OEFENTEKST —
Verschillende rechters hebben een oordeel gegeven in een situatie waarbij de werknemer eerder overleed dan de datum waarop was afgesproken dat de arbeidsovereenkomst zou eindigen.

Zo heeft de kantonrechter in Amsterdam in 2008 geoordeeld dat partijen weliswaar afspraken hadden gemaakt over de beëindiging van de arbeidsovereenkomst, maar partijen hadden daarbij ook duidelijke afspraken gemaakt over de wijze waarop de arbeidsovereenkomst zou eindigen. Deze zou namelijk eindigen door het voeren van een zogeheten formele ontbindingsprocedure. Dat was voor de werknemer van belang, omdat deze dan waarschijnlijk aanspraak had op een ww-uitkering. De rechter had de arbeidsovereenkomst op het moment dat de werknemer overleed nog niet ontbonden. De werknemer overleed voordat de procedure bij de rechter was gevoerd. De kantonrechter in Amsterdam meende dat in dit geval de ontbinding van de arbeidsovereenkomst door de rechter als een opschortende voorwaarde moest worden aangemerkt voor de opeisbaarheid en de verschuldigdheid van de overeengekomen ontslagvergoeding. Daar aan deze voorwaarde niet was voldaan omdat de arbeidsovereenkomst eerder was geëindigd door het overlijden van de werknemer, heeft de kantonrechter geoordeeld dat aan de erfgenamen de ontslagvergoeding niet toekwam.

GEGEVENSUITTREKSEL —
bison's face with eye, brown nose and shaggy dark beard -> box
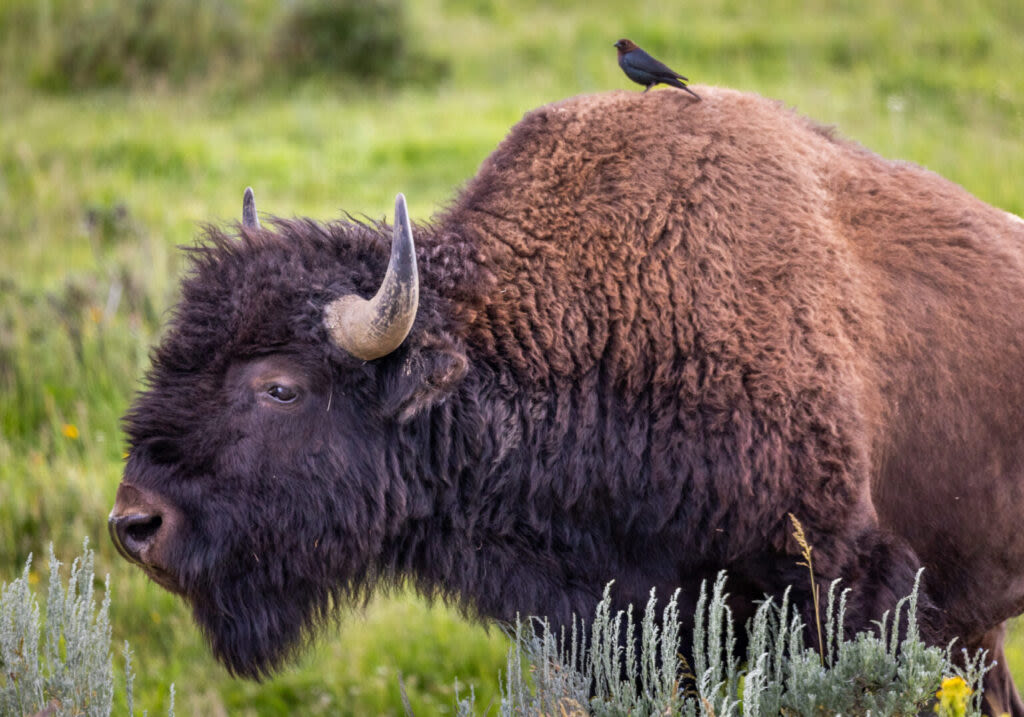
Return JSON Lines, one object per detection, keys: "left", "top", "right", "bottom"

WERKOPDRACHT —
Schrijf de tekst over het overlijden van een werknemer vóór de afgesproken einddatum van de arbeidsovereenkomst verder, te beginnen na de laatste zin ervan.

OEFENUITVOER —
De kantonrechter in Almelo heeft in 2010 een uitspraak gedaan in een zaak waar de werkgever en de werknemer een beëindigingsregeling waren overeengekomen. De werknemer zou vertrekken bij de werkgever en hij had recht op een ontslagvergoeding. De rechter heeft de arbeidsovereenkomst in een formele ontbindingsprocedure ontbonden. De werknemer overleed echter vóór de ontbindingsdatum. Ook nu maakten de erfgenamen aanspraak op de ontslagvergoeding. De kantonrechter meende dat de ontbinding van de arbeidsovereenkomst was uitgesproken onder de (stilzwijgende) voorwaarde dat de arbeidsovereenkomst nog zou bestaan op de ontbindingsdatum. De arbeidsovereenkomst was echter vóór die datum, namelijk door het overlijden van de werknemer geëindigd. De rechter oordeelde dat aan de erfgenamen niets anders toekwam dan hetgeen hierover in de wet, artikel 7:674 BW, en de geldende CAO was geregeld.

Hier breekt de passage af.